It all came against the backdrop of a measles outbreak that has passed 100 cases in the U.S. and amid scientific consensus on the issue that has long since been settled in favor of vaccination. Republican House Speaker John Boehner weighed in himself on Tuesday, saying that “all children ought to be vaccinated.”

“I’m a little shocked that we are having a discourse about the efficacy of vaccinations,” said John Weaver, a moderate Republican strategist often critical of the party’s conservative wing. “It’s a shocking development. Our party has a reputation that’s grown as being anti-science, and now we’re going to be anti-public health?”

The political outbreak started Monday when New Jersey Gov. Chris Christie, traveling in England, said the government should “balance” public health and parental choice.

“Mary Pat and I have had our children vaccinated and we think that it’s an important part of being sure we protect their health and the public health,” the Republican said. “I also understand that parents need to have some measure of choice in things as well, so that’s the balance that the government has to decide.”
# # #
§ **Work task 1**
In the passage on the vaccination debate, where was New Jersey Gov. Chris Christie traveling when he said the government should "balance" public health and parental choice?
§ **Work task 2**
Continue the passage on the vaccination debate from the point where it ends.

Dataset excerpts
# # #
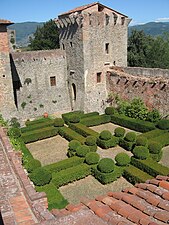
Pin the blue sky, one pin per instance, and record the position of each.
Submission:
(141, 11)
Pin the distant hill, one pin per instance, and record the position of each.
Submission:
(152, 28)
(24, 31)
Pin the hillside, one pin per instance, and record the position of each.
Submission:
(152, 28)
(24, 31)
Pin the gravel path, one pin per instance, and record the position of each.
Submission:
(49, 150)
(90, 187)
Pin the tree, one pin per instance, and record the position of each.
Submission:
(45, 37)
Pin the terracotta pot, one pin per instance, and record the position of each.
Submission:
(45, 115)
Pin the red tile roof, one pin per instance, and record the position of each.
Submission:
(146, 204)
(81, 8)
(7, 22)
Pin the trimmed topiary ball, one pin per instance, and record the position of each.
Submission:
(163, 124)
(105, 135)
(141, 141)
(119, 132)
(58, 122)
(141, 152)
(122, 159)
(14, 132)
(106, 165)
(40, 176)
(130, 136)
(82, 150)
(154, 147)
(32, 164)
(74, 119)
(92, 158)
(90, 141)
(110, 110)
(73, 145)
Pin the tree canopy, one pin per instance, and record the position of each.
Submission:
# # #
§ **Answer area 1**
England

§ **Answer area 2**
But Christie’s comments prompted a quick backlash—and an almost-as-quick retreat from his office, which said Christie “believes vaccines are an important public health protection and with a disease like measles there is no question kids should be vaccinated.”

Kentucky Republican Sen. Rand Paul, sensing an opening to project the libertarian-leaning philosophy he hopes to ride to the nomination, jumped at the chance to part with Christie, an establishment-friendly rival with whom he has often feuded.

“I’m not anti-vaccine at all,” Paul said during a radio interview, “but particularly, most of them ought to be voluntary. … I think there are times in which there can be some rules, but for the first part it ought to be voluntary.”

“[I’ve] heard of many tragic cases of walking, talking normal children who wound up with profound mental disorders after vaccines,” Paul said in another interview. “The state doesn’t own your children. Parents own the children, and it is an issue of freedom and public health.”

And Clinton took a chance to needle the other side as simply anti-science, an argument Democrats have pushed often when it comes to Republican resistance to fighting climate change.

“The science is clear: The earth is round, the sky is blue, and #vaccineswork,” she wrote on Twitter late Monday. “Let’s protect all our kids. #GrandmothersKnowBest.”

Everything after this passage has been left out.